TEXT TO READ:
Using this code for educational purposes (self-paced or instructor led) without the permission of the author is prohibited.
</PRE>

# Assignment: RNN text generation with your favorite book


## 1. Dataset
- Download your favorite book from https://www.gutenberg.org/
- Combine all sonnets into a single text source.  
- Split into training (80%) and validation (20%).  

In [135]:
import requests

url = "https://www.gutenberg.org/cache/epub/514/pg514.txt"
response = requests.get(url)
text = response.text
len(text)


1047545

In [136]:

split_index = int(0.8 * len(text))
train_text = text[:split_index]
val_text = text[split_index:]

print(f"Training text length: {len(train_text)}")
print(f"Validation text length: {len(val_text)}")

Training text length: 838036
Validation text length: 209509


## 2. Preprocessing
- Convert text to lowercase.  
- Remove punctuation (except basic sentence delimiters).  
- Tokenize by words or characters (your choice).

Source records:
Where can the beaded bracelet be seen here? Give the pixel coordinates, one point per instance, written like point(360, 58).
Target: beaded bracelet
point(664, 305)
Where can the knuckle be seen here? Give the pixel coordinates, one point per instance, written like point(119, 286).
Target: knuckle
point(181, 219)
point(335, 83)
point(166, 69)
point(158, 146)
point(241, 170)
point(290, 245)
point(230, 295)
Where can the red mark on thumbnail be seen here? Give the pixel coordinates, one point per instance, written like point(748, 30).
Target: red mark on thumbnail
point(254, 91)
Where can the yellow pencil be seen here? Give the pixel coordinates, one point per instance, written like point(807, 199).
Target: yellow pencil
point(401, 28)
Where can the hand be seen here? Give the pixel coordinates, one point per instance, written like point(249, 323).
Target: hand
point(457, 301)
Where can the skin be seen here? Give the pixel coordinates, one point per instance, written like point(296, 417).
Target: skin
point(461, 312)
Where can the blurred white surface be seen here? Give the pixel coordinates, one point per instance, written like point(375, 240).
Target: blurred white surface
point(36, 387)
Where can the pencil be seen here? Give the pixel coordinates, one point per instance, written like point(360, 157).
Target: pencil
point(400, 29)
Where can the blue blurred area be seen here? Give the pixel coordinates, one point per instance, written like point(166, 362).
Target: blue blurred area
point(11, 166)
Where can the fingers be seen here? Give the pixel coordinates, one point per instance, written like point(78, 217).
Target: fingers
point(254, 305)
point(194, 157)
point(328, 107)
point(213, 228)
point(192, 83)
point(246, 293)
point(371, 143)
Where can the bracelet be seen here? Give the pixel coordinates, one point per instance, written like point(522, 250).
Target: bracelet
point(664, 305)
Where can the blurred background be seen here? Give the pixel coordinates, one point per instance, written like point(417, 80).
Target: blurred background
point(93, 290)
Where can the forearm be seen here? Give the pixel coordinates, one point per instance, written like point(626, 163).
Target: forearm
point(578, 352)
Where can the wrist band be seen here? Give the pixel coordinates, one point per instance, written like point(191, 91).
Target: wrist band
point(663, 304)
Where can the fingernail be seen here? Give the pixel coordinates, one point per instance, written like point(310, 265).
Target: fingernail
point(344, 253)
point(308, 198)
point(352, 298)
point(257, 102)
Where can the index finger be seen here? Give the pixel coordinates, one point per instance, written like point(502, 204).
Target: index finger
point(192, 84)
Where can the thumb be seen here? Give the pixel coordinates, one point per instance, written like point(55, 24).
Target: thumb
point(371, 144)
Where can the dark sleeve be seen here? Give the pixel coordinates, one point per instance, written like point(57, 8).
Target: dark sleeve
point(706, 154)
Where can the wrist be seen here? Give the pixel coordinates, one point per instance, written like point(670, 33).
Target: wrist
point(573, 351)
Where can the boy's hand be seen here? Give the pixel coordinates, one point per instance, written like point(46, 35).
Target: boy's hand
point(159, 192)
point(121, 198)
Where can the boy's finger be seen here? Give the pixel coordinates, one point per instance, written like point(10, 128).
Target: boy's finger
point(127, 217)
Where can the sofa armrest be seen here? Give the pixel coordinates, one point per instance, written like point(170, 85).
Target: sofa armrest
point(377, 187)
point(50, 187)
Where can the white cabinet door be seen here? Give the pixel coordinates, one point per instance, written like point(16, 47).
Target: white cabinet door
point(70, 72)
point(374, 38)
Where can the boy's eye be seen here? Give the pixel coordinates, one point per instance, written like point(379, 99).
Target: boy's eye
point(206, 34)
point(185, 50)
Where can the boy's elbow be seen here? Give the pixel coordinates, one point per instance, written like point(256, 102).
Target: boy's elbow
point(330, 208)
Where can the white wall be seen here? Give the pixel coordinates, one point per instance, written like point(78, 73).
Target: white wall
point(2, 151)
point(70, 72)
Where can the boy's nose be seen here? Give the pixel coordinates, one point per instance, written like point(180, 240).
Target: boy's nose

INSTRUCTION A: Condense the bullet list in the RNN assignment that begins "Download your favorite book" into a single sentence, keeping its main facts.
INSTRUCTION B: Format the stretch of the entries from the line containing "Where can the blurred white" through the line containing "point(11, 166)" as a JSON list of strings, one string per line, leaving out blank lines.
The RNN assignment and the entries are unrelated to each other.

EXPECTED ANSWER A: Download a favorite book from https://www.gutenberg.org/, combine all sonnets into one text source, and split it into 80% training and 20% validation.

EXPECTED ANSWER B:
[
  "Where can the blurred white surface be seen here? Give the pixel coordinates, one point per instance, written like point(375, 240).",
  "Target: blurred white surface",
  "point(36, 387)",
  "Where can the pencil be seen here? Give the pixel coordinates, one point per instance, written like point(360, 157).",
  "Target: pencil",
  "point(400, 29)",
  "Where can the blue blurred area be seen here? Give the pixel coordinates, one point per instance, written like point(166, 362).",
  "Target: blue blurred area",
  "point(11, 166)"
]